** Opening INFORMATION SHOWN block **
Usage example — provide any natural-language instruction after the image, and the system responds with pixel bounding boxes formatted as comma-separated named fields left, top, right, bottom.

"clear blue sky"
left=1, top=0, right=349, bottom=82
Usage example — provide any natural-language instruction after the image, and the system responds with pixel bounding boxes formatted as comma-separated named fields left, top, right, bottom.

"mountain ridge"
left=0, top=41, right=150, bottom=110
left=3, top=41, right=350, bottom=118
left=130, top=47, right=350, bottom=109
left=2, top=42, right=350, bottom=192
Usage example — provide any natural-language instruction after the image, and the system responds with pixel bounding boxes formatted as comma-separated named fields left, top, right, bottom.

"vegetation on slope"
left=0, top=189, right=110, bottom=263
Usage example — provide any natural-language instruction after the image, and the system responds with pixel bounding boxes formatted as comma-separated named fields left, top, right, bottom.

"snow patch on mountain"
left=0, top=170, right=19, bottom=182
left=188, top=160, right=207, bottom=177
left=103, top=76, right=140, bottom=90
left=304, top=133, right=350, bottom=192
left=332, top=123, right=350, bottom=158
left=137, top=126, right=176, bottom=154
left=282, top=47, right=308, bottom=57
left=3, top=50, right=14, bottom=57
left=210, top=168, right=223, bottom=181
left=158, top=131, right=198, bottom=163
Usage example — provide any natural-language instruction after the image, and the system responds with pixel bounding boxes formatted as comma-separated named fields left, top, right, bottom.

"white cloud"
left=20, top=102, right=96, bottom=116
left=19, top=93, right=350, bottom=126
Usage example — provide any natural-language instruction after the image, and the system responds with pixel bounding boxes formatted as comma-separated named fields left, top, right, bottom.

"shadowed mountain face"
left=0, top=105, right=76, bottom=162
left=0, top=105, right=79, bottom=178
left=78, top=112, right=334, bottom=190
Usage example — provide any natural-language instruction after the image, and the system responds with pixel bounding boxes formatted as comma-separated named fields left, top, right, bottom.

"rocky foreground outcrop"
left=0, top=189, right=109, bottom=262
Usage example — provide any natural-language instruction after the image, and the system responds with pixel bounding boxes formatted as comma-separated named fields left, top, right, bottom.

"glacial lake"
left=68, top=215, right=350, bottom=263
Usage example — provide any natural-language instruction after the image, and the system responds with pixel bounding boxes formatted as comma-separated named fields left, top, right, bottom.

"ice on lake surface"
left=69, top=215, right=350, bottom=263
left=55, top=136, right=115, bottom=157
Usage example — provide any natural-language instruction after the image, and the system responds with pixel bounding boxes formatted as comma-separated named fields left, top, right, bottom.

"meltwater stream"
** Closing INFORMATION SHOWN block **
> AIM OF THE EXERCISE
Repeat every record exactly, so that nothing is lost or altered.

> FINISHED TASK
Usage example — provide any natural-language instruction after the image, and the system responds with pixel bounding boxes formatted as comma-separated named fields left, top, right, bottom.

"clear blue sky"
left=1, top=0, right=349, bottom=82
Usage example — provide any natural-language instruction after the image, and the system responds with pixel bounding boxes formatted as comma-separated named fields left, top, right, bottom.

"mountain ridge"
left=0, top=41, right=150, bottom=110
left=3, top=41, right=350, bottom=118
left=130, top=47, right=350, bottom=109
left=2, top=42, right=350, bottom=192
Usage example — provide any natural-language instruction after the image, and the system responds with pixel bounding boxes formatted as comma-separated named fields left, top, right, bottom.

"vegetation on slope"
left=0, top=189, right=110, bottom=263
Usage example — provide any natural-language instruction after the image, and the system responds with pixel bounding boxes formatted as comma-separated named fields left, top, right, bottom.

"snow patch on mountain"
left=0, top=170, right=19, bottom=182
left=188, top=160, right=207, bottom=177
left=103, top=76, right=140, bottom=90
left=304, top=133, right=350, bottom=192
left=332, top=123, right=350, bottom=158
left=137, top=126, right=176, bottom=154
left=282, top=47, right=308, bottom=57
left=3, top=50, right=14, bottom=57
left=210, top=168, right=223, bottom=181
left=158, top=131, right=198, bottom=163
Usage example — provide any natural-language instruction after the image, and the system responds with pixel bounding boxes formatted as comma-separated named fields left, top, right, bottom.

"white cloud"
left=20, top=102, right=96, bottom=116
left=19, top=93, right=350, bottom=126
Usage example — provide any natural-language instruction after the image, and the system responds with pixel bounding boxes formatted as comma-separated named fields left, top, right, bottom.

"shadowed mountain face"
left=0, top=105, right=76, bottom=162
left=0, top=105, right=79, bottom=178
left=78, top=112, right=334, bottom=190
Usage example — provide any natural-language instruction after the image, and the system responds with pixel bounding boxes formatted as comma-separated named fields left, top, right, bottom.

"rocky foreground outcrop"
left=0, top=189, right=109, bottom=262
Usage example — provide any natural-language instruction after the image, and the system responds with pixel bounding boxes formatted as comma-separated named fields left, top, right, bottom.

"glacial lake"
left=68, top=215, right=350, bottom=263
Usage example — provide any natural-language instruction after the image, and the system responds with pixel bounding boxes formatted as comma-separated named fields left, top, right, bottom.

"ice on lake surface"
left=69, top=215, right=350, bottom=263
left=55, top=136, right=115, bottom=157
Usage example — provide any natural-language instruction after the image, and the system responds with pixel bounding boxes formatted as comma-separated named fields left, top, right, bottom.

"meltwater stream"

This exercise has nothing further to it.